> Text block
On 24 Aug 98, at 12:20, Stewart Forster <slf@connect.com.au> wrote:
> > > > I've done some research on this. Squid would work well with a 4K
> >
> > I guess you have few pointers to some performance comparisons and
> > differing FS internals analysis? Could you share?
>
> I ran disk access patterns from Squid through various FS designs and
> thought about the problems with regard the need to keep around objects for
> possibly longer than a Cyclical FS would allow. This meant still something
> slong the lines of a UFS style filesystem. I then decided we need to
> throw away the directory structure (Squid already has its own index file -
> all it needs is a index straight to the file's inode rather than an indirect
> filename).
I agree that directory structure adds overhead, but it adds also abstraction
layer that allows you to use virtually any type of future FS type provided
by vendor. By bypassing this abstraction, you limit yourself to your FS only.
You may be right eventually, but I'm really worried about the complexity
of the task. On Solaris, for eg. VM system and FS cache are very tightly
coupled, and its efficiency is really very hard to beat. If you want to
implement all of it yourself, you'd have to deal with all those caches,
and at the same time conserve precious ram. Then, you have to lock that
cache into physical ram as there is no point in a cache that could get
paged out to swap.
> > > > frag/ 8K chunk filesystem. Basically we want to write a stripped
> > > > down version of UFS that allows indexing by inode alone. I have a
> > > > design here at Connect that works out to an average of 2.5 disk
> > > > accesses per new object pulled in, and 1.7 disk accesses per cache
> > > > hit, based on a sample taken from our live caches.
> > > >
> > > > Compare this to an average of approx 7 disk accesses per second with UFS on
> > > > a new object write, and an average of 3.5 disk accesses per cache hit.
> >
> > How do you measure that?
>
> Plugged in disk access traces into some simulations to arrive at the 2.5/1.7
> values. For UFS I just watched the amount of disk accesses with OS tools
> as opposed to what Squid was doing over the same period. It would seem that
> UFS does a great deal more disk accesses that it needs to for Squid.

> Data provided
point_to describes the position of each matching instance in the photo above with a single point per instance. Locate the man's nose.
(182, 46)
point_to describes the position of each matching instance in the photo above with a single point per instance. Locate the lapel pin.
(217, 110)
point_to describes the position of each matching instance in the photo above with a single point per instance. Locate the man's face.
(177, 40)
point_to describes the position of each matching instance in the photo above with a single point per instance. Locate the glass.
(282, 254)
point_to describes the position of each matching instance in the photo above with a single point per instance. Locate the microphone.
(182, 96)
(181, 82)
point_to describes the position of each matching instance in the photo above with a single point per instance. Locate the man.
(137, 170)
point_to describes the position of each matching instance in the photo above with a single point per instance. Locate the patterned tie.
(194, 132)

* * *

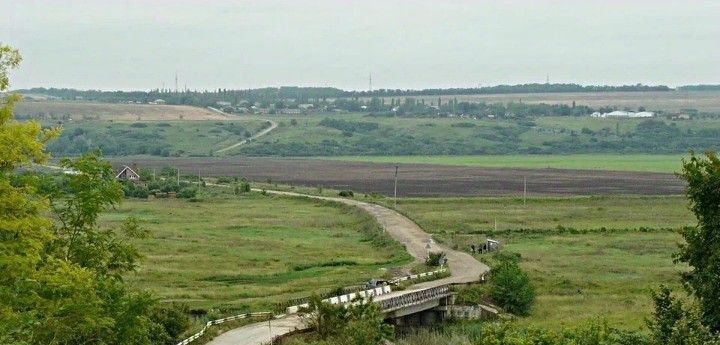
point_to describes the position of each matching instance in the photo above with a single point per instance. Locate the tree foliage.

---

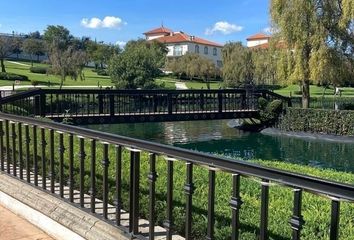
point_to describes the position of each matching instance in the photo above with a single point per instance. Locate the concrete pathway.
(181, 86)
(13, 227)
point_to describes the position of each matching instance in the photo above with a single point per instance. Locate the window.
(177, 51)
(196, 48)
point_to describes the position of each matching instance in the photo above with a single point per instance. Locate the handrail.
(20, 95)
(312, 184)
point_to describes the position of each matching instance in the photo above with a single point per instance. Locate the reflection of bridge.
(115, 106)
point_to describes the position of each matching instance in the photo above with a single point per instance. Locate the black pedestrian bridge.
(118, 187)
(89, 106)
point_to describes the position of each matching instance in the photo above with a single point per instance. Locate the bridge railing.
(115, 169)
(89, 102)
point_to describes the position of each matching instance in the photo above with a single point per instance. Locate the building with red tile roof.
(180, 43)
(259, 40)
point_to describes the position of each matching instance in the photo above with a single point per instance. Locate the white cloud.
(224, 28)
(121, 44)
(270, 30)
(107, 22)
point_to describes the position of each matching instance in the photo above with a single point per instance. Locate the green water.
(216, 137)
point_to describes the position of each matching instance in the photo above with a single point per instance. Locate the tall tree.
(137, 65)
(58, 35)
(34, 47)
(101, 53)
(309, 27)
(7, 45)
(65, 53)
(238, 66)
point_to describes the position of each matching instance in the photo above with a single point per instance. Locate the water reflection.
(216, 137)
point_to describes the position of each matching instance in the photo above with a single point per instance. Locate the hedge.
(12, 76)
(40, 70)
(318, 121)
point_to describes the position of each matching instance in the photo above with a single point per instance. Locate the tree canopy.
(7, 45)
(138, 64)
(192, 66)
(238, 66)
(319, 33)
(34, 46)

> Prompt 1
List every line in the entries that contains the word "water".
> Prompt 2
Continue the message on a stripped-down filesystem for Squid from its last sentence.

> Response 1
point_to describes the position of each matching instance in the photo above with a single point per instance. Locate the green water.
point_to describes the position of each matching instance in the photo above with a single point per instance. Locate the water reflection.

> Response 2
Umm, what OS tools? If I look at how my cache is running, I see that for
about 30 urls/sec my disks are doing about 16-20 reads/sec and about 25-35
writes/sec, giving the average about 1-1.5 of disk accesses _per URL_.
98/08/26 11:30:01 - Total time: 30007 ms (0.01 hours)
acl: 155 ms 0.52% 959 calls 0.162 ms/call 31.96 calls/sec
connect: 164 ms 0.55% 703 calls 0.233 ms/call 23.43 calls/sec
diskr: 2319 ms 7.73% 1665 calls 1.393 ms/call 55.49 calls/sec
diskw: 823 ms 2.74% 2582 calls 0.319 ms/call 86.05 calls/sec
openr: 1959 ms 6.53% 524 calls 3.739 ms/call 17.46 calls/sec
openw: 2647 ms 8.82% 352 calls 7.520 ms/call 11.73 calls/sec
unlink: 50 ms 0.17% 3 calls 16.667 ms/call 0.10 calls/sec
(output of iostat -x 30 for the same timeframe as squid stats above)
extended device statistics
device r/s w/s kr/s kw/s wait actv svc_t %w %b
sd8 16.0 26.8 110.0 198.7 1.3 0.3 37.9 2 30
98/08/26 11:30:31 - Total time: 30018 ms (0.01 hours)
acl: 207 ms 0.69% 1161 calls 0.178 ms/call 38.68 calls/sec
connect: 200 ms 0.67% 864 calls 0.231 ms/call 28.78 calls/sec
diskr: 2817 ms 9.38% 1732 calls 1.626 ms/call 57.70 calls/sec
diskw: 873 ms 2.91% 2787 calls 0.313 ms/call 92.84 calls/sec
openr: 2369 ms 7.89% 605 calls 3.916 ms/call 20.15 calls/sec
openw: 2036 ms 6.78% 433 calls 4.702 ms/call 14.42 calls/sec
extended device statistics
device r/s w/s kr/s kw/s wait actv svc_t %w %b
sd8 18.1 26.1 120.5 196.1 1.4 0.3 39.3 1 30
I can see that squid did 20+14=34 opens/sec and disks have done 18 reads and 44
ops in total. Thats fairly efficient. If you sum together all squid disk ops, then
we have to face that for about 185 disk ops issued by squid, system is doing about
44 disk accesses, and that sounds way better than what you claimed for UFS.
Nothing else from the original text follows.